» AVAILABLE DATA
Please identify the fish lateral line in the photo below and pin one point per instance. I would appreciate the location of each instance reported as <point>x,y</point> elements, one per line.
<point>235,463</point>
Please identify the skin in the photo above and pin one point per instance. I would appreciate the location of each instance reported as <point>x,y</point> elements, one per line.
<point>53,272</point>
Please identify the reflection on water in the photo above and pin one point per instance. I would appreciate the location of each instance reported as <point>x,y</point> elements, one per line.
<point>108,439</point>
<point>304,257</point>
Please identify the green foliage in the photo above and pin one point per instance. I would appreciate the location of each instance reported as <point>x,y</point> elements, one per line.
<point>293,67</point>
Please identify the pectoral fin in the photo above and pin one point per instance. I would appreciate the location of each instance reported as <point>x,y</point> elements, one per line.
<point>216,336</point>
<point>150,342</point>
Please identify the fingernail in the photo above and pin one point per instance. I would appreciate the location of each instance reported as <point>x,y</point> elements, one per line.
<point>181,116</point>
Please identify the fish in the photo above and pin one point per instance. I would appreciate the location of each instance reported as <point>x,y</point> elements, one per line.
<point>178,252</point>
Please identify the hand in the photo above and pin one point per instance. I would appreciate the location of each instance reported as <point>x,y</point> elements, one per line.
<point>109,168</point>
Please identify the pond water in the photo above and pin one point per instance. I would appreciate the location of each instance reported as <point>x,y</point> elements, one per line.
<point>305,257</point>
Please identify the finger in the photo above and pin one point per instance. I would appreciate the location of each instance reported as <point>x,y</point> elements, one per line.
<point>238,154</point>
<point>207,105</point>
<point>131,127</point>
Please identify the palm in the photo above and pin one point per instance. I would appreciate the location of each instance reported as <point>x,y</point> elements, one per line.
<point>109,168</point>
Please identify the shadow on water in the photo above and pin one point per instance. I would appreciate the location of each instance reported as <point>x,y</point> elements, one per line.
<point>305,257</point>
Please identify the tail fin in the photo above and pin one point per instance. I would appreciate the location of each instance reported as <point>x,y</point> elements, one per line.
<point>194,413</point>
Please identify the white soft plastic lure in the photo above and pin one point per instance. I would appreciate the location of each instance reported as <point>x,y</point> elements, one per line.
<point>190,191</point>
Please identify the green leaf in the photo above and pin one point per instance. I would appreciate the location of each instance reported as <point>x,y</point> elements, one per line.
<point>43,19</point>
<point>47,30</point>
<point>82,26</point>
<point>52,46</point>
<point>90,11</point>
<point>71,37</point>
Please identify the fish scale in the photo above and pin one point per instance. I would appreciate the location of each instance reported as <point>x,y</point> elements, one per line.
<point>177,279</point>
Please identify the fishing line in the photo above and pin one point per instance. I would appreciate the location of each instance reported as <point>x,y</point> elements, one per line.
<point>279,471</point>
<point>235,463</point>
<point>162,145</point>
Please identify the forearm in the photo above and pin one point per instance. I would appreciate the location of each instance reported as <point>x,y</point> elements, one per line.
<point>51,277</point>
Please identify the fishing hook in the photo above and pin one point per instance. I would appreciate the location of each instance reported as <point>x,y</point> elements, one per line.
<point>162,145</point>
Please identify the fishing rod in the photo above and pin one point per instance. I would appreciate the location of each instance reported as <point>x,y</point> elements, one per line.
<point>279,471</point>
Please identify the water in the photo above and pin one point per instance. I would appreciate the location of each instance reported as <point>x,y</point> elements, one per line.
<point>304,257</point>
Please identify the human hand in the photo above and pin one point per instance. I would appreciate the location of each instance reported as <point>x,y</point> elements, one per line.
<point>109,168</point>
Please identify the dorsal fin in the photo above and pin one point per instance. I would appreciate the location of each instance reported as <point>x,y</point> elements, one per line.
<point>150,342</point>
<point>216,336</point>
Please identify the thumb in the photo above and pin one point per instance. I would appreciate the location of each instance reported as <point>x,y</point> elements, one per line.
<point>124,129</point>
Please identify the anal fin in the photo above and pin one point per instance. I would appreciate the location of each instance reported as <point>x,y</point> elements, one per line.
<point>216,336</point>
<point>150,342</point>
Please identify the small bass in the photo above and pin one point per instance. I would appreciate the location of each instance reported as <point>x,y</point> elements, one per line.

» TRY IT
Every entry must be retyped in full, exactly as given.

» FINISHED EXERCISE
Please identify the fish lateral line in the photo below and pin one point per instance. I would appreciate the location of each instance reported as <point>x,y</point> elements, one per line.
<point>235,463</point>
Please identify the skin in the photo above and pin one point per instance. I would appreciate the location of each instance reported as <point>x,y</point> elements, one per line.
<point>53,272</point>
Please identify the reflection on water in the photo above and pin one point per instance. I would appreciate the location of each instance reported as <point>x,y</point> elements, one per line.
<point>108,439</point>
<point>304,257</point>
Please identify the green foliage in the photo above and pin one point per instance. I would appreciate the location of each instance reported as <point>x,y</point> elements, one per line.
<point>293,67</point>
Please identify the pectoral fin in the photo above and pin one point per instance. I would appreciate the location of each instance reported as <point>x,y</point> elements, one per line.
<point>216,336</point>
<point>150,342</point>
Please identify the fingernail in the photo above and pin one point per instance. I would appreciate the location of each instance reported as <point>x,y</point> elements, one per line.
<point>181,116</point>
Please identify the fish in the photo above and pin one point per instance. I would appreciate the location of each instance reported as <point>x,y</point> elements, one per line.
<point>178,252</point>
Please identify the hand in the photo above and pin one point per instance. I would appreciate the location of each instance reported as <point>x,y</point> elements, one per line.
<point>109,168</point>
Please identify the pond water in the photo above and pin one point per instance. I would appreciate the location of each instance reported as <point>x,y</point> elements, one per line.
<point>305,257</point>
Please identify the finger in the photo above and pin one point per instance. I would appreciate the location of each instance reported as <point>x,y</point> elements, one per line.
<point>238,154</point>
<point>207,105</point>
<point>131,127</point>
Please identify the palm in the photo above and pin one point per instance. I would appreciate the location of each instance reported as <point>x,y</point> elements, one per line.
<point>109,168</point>
Please identify the shadow on water in the photo above and pin one point per instance. I would appreciate the location of each instance reported as <point>x,y</point> elements, one per line.
<point>305,257</point>
Please identify the tail fin in the photo above and pin one point per instance. I would appreciate the location of each instance reported as <point>x,y</point> elements, one per line.
<point>194,413</point>
Please identify the white soft plastic lure in the photo above and pin one point per instance. I would appreciate the location of each instance reported as <point>x,y</point> elements, one per line.
<point>190,191</point>
Please identify the green leaf in the photo above and pin one point per instance. I would appreciate the location of each instance reported as <point>x,y</point> elements, one per line.
<point>43,19</point>
<point>47,30</point>
<point>82,26</point>
<point>52,46</point>
<point>90,11</point>
<point>71,37</point>
Please identify the fish scale in the photo above and pin one point per instance. I would appreciate the location of each instance reported as <point>x,y</point> elements, one per line.
<point>177,279</point>
Please identify the fishing line in the photo above and pin one point per instance. I would appreciate the location of each instance reported as <point>x,y</point> elements, one per line.
<point>279,471</point>
<point>235,463</point>
<point>162,145</point>
Please identify the forearm in the photo above and pin one point per instance. I would appreciate the location of each instance reported as <point>x,y</point> elements, one per line.
<point>51,277</point>
Please identify the fishing hook in the photo above and pin one point per instance. I would appreciate the location of each instance reported as <point>x,y</point> elements, one per line.
<point>162,145</point>
Please identify the fishing rod in the photo above and pin one point per instance. I would appreciate the location of each instance reported as <point>x,y</point> elements, one per line.
<point>279,471</point>
Please identify the water in the photo above and pin one point per instance. I would appreciate the location of each instance reported as <point>x,y</point> elements, one per line.
<point>304,257</point>
Please identify the human hand in the photo above and pin one point per instance. I would appreciate the location of each instance reported as <point>x,y</point> elements, one per line.
<point>109,168</point>
Please identify the dorsal fin in the photo above and pin one point per instance. I would appreciate the location of each instance reported as <point>x,y</point> elements, one per line.
<point>150,342</point>
<point>216,336</point>
Please identify the thumb in the photo above and pin one point per instance. I would appreciate the location of each instance reported as <point>x,y</point> elements, one per line.
<point>124,129</point>
Please identify the anal fin in the photo above and pin one point per instance. I would appreciate the location of each instance reported as <point>x,y</point> elements, one per line.
<point>216,336</point>
<point>150,342</point>
Please identify the small bass in the photo above and pin one point per instance. I would appreciate the location of each instance reported as <point>x,y</point> elements, one per line.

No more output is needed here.